§ SOURCE EXCERPT

↓↓↓

Workplace exams rule to be implemented despite opposition

By |  January 20, 2017

msha-logoThe Mine Safety & Health Administration (MSHA) issued a final rule for workplace examinations that will go into effect this spring despite opposition from the mining industry.

According to MSHA, the final rule improves miner safety and health in three key areas, requiring that exams be conducted before miners are exposed to adverse conditions; that affected miners be notified when a hazardous condition is found; and that a record of the examination include the locations examined, the adverse conditions found and the date of the corrective action.

Under the existing standards, an exam could be conducted at any time during the shift – even at the very end of the shift – exposing miners to hazardous conditions, according to MSHA. Currently, there are no provisions for miners to be notified of the hazards found during the examination, or for noting the hazards found in the examination record, according to the agency.

↑↑↑

Entries from a pointing dataset:
↓↓↓

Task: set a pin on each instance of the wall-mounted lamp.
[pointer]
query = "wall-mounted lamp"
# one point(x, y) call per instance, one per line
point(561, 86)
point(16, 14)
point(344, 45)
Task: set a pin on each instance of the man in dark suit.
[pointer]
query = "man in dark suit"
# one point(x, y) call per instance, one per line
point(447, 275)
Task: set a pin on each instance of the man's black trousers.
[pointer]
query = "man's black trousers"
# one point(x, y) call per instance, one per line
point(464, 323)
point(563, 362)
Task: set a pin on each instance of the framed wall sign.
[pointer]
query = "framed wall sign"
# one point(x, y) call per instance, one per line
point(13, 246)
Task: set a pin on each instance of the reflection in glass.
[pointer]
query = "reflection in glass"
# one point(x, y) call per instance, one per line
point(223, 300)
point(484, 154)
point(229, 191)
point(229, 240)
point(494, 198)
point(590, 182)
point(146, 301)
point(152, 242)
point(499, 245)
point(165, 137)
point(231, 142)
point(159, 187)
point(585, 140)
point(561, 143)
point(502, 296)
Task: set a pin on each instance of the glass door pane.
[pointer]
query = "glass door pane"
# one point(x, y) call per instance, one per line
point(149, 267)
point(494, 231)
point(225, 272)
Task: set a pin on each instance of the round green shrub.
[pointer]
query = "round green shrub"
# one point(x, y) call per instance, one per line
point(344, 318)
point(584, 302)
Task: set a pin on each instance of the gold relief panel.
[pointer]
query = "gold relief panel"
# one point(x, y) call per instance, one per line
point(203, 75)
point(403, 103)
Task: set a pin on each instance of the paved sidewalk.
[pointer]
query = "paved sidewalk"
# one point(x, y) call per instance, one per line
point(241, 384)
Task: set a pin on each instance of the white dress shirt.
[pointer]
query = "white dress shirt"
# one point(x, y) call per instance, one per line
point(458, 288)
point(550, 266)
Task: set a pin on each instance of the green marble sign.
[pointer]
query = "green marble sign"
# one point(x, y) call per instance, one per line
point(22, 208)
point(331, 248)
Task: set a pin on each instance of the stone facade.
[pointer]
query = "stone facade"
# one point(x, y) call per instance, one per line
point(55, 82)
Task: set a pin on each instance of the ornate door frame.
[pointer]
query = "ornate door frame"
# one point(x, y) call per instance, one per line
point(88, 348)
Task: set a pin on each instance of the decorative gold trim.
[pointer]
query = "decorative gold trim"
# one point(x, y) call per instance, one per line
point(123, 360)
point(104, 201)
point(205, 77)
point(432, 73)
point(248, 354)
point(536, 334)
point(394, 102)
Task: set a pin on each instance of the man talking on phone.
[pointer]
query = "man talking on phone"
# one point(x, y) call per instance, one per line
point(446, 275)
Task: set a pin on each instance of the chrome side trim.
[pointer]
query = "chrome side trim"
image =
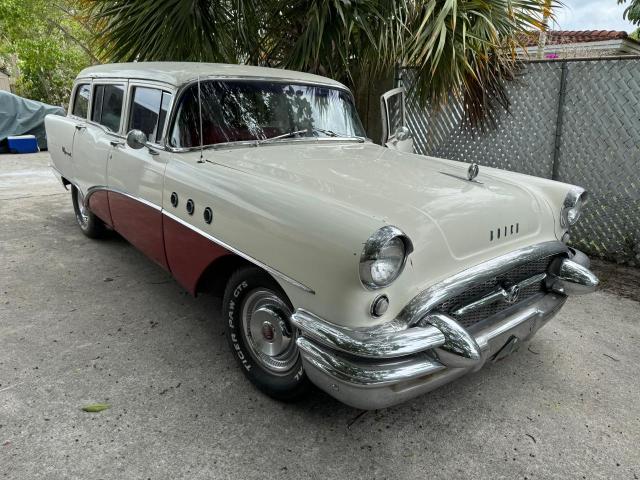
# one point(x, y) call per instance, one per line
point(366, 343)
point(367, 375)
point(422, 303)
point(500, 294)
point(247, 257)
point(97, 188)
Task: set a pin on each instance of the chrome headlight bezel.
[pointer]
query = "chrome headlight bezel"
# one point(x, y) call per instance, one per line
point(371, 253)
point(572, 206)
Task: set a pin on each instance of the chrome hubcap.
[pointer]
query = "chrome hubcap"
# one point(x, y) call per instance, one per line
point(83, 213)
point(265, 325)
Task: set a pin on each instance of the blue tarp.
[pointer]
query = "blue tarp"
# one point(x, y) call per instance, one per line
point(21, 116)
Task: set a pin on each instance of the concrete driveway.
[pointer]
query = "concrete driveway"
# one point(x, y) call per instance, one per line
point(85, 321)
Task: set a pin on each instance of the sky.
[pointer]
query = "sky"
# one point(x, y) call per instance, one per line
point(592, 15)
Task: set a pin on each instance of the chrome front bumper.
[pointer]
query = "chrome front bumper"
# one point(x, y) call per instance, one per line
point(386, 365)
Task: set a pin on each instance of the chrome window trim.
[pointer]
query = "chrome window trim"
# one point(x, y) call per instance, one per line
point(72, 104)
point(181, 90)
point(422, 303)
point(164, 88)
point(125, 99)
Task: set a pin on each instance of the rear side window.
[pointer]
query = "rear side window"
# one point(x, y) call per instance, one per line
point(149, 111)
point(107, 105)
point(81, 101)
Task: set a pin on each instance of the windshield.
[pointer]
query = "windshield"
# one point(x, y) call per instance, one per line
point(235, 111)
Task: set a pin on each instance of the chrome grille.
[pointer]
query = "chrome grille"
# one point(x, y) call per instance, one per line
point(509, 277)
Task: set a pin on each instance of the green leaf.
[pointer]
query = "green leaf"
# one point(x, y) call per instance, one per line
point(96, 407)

↑↑↑

§ DIRECTIVE 1
According to the article on the workplace exams rule, when will the final rule go into effect?
§ DIRECTIVE 2
List every item that the article on the workplace exams rule says a record of the examination must include under the final rule.
§ DIRECTIVE 3
Write a continuation of the article on the workplace exams rule, beginning after its final sentence.

§ EXERCISE RESPONSE 1
This spring.

§ EXERCISE RESPONSE 2
- The locations examined
- The adverse conditions found
- The date of the corrective action

§ EXERCISE RESPONSE 3
“MSHA has taken a common sense approach with this rule,” says Joe Main, assistant secretary of labor for mine safety and health. “Effective examinations will improve working conditions and practices in the nation’s mines, ultimately preventing accidents and injuries.”

The workplace exams rule has, however, received strong opposition for months from the mining industry, including from the National Stone, Sand & Gravel Association (NSSGA), which plans to seek the help of the Trump administration to rescind or block the implementation of the rule. NSSGA argues that the rule does little to improve workplace safety.

NSSGA conservatively estimates that just the provisions mandating documentation of hazards would impose costs of at least $25 million on small operators. Another reason the association opposes the rule is that it calls for exams to be conducted before work begins in a work area – not before a shift begins. Also, the rule mandates the prompt notification of affected miners of hazards not immediately corrected. Documentation of adverse conditions found on an exam, the dates that exams were conducted, abatements made and the name of the examiner are also required.

The new workplace exams rule will be published in the Federal Register on Jan. 23 and go into effect on May 23. MSHA plans to develop outreach and compliance assistance materials related to the final rule and provide these materials to stakeholders at seminars and on its website. Also, the agency will conduct enforcement training for its inspectors and managers.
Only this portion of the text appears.